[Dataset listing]

***

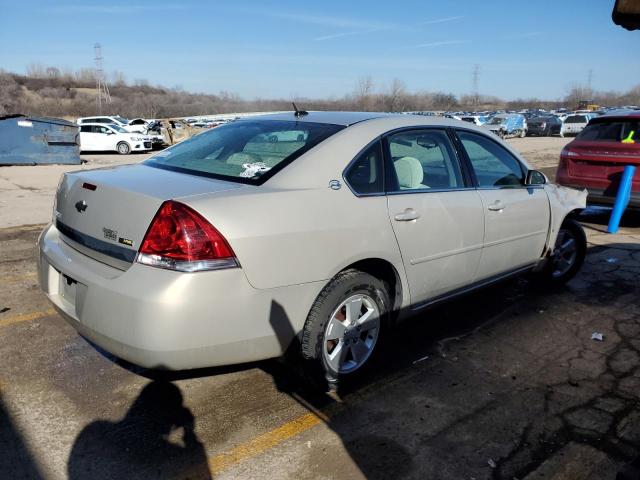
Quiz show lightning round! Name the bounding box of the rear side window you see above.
[387,129,464,191]
[344,140,384,195]
[458,132,524,188]
[144,120,344,185]
[578,120,640,142]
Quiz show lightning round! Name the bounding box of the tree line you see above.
[0,64,640,118]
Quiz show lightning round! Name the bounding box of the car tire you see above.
[116,142,131,155]
[301,269,391,381]
[542,218,587,285]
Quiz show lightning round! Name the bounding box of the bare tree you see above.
[385,78,407,112]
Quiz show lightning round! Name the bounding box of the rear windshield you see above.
[564,115,589,123]
[144,120,344,185]
[578,119,640,143]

***

**PROMPT**
Return every line of the listing above that contains the string "Name", matching case exactly.

**WORKED ANSWER**
Quiz show lightning round! Name the bounding box of the rear side window you see above.
Quiz show lightning round! Name the bounding box of the tree line you see above.
Quiz show lightning round! Name the bounding box of the car tire you see above.
Quiz show lightning round! Name the bounding box of the bare tree you see above.
Quiz show lightning round! Name the bounding box of the rear windshield you see above.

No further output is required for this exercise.